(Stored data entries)

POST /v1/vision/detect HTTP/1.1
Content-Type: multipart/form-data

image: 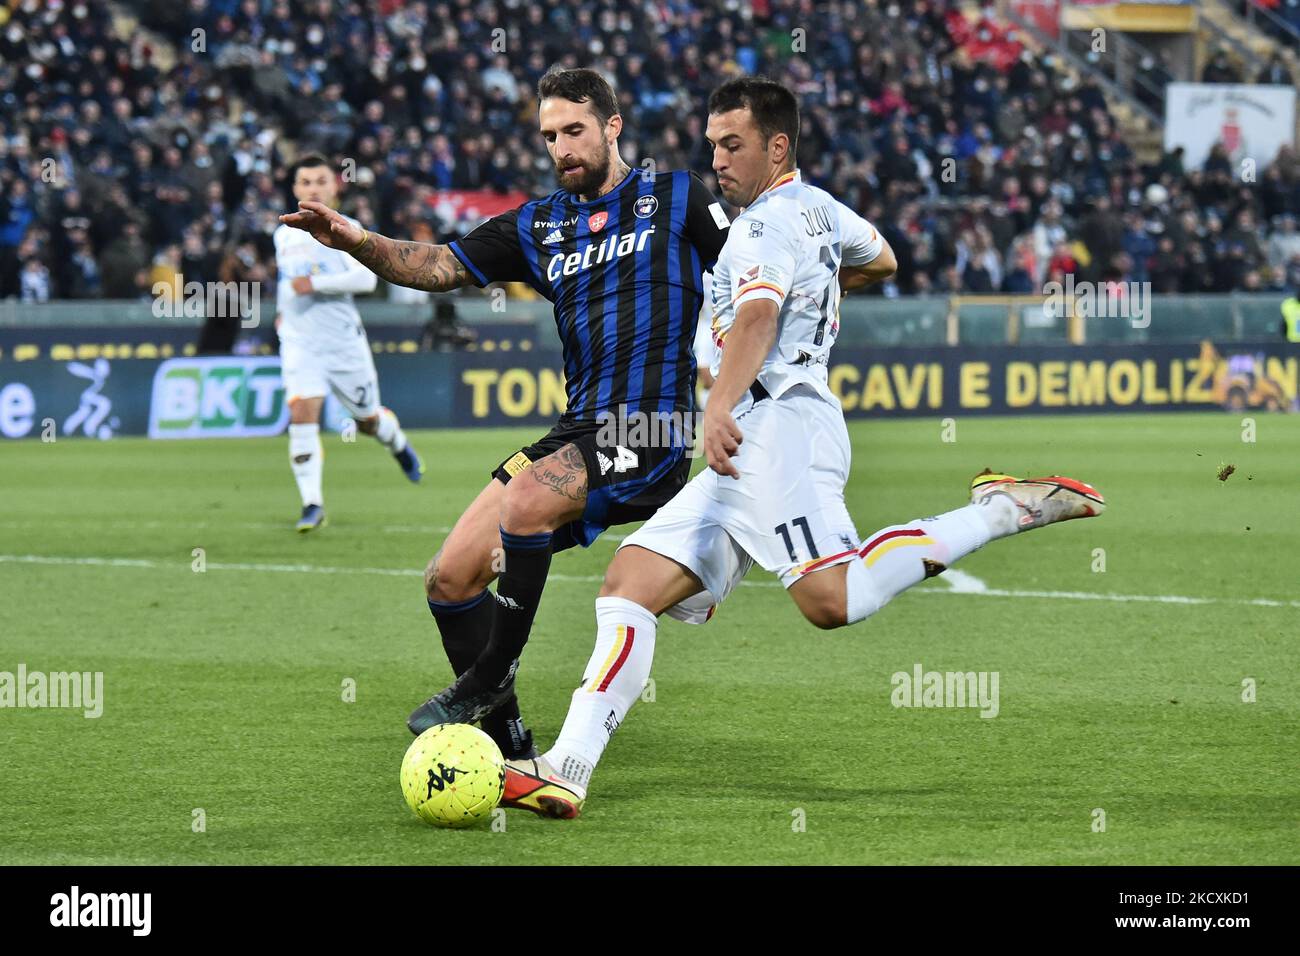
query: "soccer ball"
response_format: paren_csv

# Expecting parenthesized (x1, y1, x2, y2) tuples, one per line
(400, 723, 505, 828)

---

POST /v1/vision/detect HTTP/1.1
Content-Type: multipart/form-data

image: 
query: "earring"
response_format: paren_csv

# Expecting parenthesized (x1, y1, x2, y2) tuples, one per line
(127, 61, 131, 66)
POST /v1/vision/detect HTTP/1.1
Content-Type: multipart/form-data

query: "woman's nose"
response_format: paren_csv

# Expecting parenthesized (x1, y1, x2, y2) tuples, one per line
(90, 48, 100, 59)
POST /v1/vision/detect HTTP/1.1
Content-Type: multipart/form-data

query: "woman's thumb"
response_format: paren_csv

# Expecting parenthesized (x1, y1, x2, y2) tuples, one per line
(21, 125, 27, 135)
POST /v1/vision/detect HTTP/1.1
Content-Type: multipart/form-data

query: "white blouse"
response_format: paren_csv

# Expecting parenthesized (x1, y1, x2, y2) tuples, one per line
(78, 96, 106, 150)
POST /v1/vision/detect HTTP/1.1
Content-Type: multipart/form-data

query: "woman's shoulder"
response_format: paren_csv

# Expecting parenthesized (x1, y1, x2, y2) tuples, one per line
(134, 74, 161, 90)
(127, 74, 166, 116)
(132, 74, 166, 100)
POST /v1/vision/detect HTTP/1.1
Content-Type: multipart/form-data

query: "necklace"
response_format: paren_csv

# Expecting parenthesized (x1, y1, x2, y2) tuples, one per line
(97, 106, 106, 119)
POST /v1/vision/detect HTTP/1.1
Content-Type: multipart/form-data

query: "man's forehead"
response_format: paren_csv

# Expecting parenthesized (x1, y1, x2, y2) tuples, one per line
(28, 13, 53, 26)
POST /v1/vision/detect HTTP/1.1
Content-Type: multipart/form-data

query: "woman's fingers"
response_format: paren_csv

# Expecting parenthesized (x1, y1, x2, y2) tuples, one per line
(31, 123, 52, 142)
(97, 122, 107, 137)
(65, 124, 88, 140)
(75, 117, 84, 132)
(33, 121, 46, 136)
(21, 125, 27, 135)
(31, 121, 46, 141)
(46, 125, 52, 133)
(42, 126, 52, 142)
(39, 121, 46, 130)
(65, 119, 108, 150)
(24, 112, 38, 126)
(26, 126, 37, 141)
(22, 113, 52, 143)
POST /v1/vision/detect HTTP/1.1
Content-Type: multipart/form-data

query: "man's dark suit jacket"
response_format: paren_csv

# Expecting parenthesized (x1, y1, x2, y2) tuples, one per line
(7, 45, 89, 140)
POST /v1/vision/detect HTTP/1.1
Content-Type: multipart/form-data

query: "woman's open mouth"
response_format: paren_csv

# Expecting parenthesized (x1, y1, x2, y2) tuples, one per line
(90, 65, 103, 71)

---

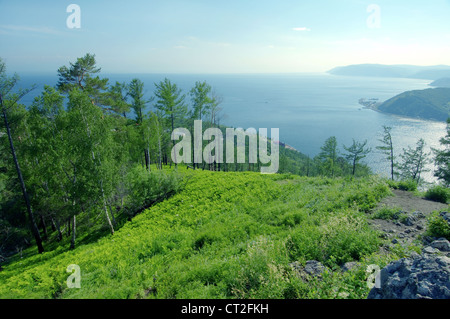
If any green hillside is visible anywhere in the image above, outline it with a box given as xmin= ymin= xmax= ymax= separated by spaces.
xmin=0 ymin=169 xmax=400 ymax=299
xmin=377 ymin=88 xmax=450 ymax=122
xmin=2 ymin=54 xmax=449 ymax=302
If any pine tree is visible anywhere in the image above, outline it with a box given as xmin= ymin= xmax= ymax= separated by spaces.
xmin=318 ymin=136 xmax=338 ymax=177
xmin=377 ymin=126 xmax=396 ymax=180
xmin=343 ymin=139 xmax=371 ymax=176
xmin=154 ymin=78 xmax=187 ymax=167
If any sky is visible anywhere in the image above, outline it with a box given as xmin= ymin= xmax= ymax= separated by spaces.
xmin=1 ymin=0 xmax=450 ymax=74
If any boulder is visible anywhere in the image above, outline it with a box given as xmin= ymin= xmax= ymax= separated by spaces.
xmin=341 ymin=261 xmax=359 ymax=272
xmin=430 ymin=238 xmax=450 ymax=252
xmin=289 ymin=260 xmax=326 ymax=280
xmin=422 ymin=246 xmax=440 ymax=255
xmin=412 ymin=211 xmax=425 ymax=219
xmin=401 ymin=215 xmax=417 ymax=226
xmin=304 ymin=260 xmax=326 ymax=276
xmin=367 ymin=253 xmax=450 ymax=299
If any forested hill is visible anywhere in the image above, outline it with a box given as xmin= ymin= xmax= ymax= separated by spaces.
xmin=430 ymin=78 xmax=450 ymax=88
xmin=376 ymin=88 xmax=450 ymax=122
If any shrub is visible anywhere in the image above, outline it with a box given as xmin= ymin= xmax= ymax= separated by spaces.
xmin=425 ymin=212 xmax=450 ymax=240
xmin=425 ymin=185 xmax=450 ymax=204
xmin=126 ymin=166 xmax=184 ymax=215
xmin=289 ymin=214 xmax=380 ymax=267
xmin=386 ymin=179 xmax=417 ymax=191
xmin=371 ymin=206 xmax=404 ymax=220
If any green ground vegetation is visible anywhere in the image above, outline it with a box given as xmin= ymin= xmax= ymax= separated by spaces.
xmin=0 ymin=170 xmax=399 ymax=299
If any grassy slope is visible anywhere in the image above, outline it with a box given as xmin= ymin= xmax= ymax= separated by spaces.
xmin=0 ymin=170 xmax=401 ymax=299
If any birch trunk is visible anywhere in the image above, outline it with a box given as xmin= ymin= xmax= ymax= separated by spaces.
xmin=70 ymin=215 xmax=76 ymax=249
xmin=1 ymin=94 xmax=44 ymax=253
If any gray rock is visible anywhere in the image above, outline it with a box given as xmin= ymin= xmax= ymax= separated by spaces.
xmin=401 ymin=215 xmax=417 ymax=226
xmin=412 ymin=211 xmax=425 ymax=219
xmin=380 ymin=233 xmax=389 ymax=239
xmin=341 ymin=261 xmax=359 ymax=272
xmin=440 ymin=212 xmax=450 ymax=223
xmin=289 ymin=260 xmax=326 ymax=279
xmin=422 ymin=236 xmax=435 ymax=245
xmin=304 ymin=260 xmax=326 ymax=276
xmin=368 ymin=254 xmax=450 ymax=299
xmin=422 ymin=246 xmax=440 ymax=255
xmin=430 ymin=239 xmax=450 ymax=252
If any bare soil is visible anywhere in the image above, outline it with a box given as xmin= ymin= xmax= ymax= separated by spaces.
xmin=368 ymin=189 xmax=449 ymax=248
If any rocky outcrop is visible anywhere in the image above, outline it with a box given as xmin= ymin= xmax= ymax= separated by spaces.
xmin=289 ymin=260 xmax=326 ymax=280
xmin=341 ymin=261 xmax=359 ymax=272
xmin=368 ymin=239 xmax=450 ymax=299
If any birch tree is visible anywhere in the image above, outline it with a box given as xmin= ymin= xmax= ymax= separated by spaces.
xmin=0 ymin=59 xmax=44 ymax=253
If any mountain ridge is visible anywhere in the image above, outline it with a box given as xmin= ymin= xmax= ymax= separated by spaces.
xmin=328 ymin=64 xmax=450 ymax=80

> _Task requirements_:
Copy task for the entries above: every line with the string "woman".

> _Finished exercise_:
query: "woman's nose"
query: "woman's thumb"
query: "woman's shoulder"
query: "woman's fingers"
query: "woman's open mouth"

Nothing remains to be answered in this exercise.